■ **DATASET RECORDS**
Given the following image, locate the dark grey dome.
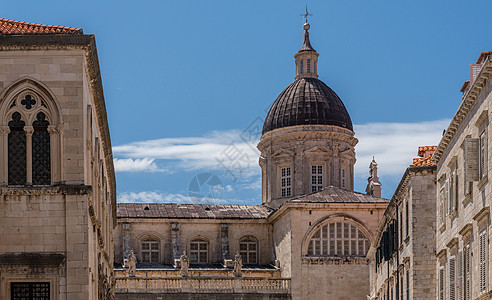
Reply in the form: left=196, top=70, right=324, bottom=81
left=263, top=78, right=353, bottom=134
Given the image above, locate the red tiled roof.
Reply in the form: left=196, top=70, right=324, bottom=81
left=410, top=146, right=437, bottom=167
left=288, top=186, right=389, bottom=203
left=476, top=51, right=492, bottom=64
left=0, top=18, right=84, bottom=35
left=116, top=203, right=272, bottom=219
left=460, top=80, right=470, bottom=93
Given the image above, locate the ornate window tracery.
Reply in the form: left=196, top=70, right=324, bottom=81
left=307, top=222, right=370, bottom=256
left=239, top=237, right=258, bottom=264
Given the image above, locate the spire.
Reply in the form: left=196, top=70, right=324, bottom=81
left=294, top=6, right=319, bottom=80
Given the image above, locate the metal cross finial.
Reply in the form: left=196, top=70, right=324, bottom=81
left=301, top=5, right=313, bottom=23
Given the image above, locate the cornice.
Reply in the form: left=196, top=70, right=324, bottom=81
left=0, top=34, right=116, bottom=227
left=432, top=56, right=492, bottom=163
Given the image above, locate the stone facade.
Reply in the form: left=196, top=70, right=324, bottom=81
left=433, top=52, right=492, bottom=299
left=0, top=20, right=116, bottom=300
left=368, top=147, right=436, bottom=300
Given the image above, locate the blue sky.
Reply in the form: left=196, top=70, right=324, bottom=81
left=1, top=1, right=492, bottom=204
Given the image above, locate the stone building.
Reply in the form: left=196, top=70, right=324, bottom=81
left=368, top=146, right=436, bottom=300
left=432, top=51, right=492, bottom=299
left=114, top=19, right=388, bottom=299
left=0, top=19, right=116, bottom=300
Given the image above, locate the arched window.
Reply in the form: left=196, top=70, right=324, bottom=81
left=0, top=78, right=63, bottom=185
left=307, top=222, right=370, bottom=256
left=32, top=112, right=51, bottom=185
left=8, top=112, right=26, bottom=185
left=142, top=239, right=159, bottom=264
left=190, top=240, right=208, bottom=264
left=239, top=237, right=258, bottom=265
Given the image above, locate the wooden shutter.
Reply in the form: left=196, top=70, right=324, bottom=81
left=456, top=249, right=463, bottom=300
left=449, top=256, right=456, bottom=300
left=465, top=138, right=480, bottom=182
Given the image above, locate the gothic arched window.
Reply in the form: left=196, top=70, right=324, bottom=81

* * *

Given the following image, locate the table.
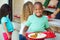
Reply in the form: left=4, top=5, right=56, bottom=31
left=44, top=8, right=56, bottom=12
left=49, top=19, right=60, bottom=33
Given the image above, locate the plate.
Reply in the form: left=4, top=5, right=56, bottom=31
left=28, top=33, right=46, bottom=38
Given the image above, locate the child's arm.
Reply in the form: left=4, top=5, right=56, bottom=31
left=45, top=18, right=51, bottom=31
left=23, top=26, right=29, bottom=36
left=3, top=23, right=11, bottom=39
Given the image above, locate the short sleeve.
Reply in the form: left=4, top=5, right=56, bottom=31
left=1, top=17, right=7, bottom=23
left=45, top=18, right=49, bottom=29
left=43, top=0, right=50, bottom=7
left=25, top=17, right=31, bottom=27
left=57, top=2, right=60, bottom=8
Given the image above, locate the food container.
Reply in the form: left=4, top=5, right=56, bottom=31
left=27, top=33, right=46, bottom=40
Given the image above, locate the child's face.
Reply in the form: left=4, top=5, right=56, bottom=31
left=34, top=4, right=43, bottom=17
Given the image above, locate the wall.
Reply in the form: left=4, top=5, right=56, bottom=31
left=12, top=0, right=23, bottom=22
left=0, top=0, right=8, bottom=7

■ **DIRECTIONS FOR THIS TASK**
From the records, extract every line from the line containing "Given the image above, locate the red" up to and including the line containing "left=294, top=6, right=319, bottom=80", and copy each one without any change.

■ **PROBLEM SOLUTION**
Given the image above, locate the red tiled roof.
Reply in the form: left=196, top=70, right=324, bottom=81
left=410, top=146, right=437, bottom=167
left=288, top=186, right=389, bottom=203
left=476, top=51, right=492, bottom=64
left=0, top=18, right=84, bottom=35
left=116, top=203, right=272, bottom=219
left=460, top=80, right=470, bottom=93
Given the image above, locate the ornate window tracery.
Reply in the form: left=196, top=70, right=324, bottom=81
left=307, top=222, right=370, bottom=256
left=239, top=237, right=258, bottom=264
Given the image above, locate the spire.
Reply in the form: left=196, top=70, right=324, bottom=81
left=294, top=6, right=319, bottom=80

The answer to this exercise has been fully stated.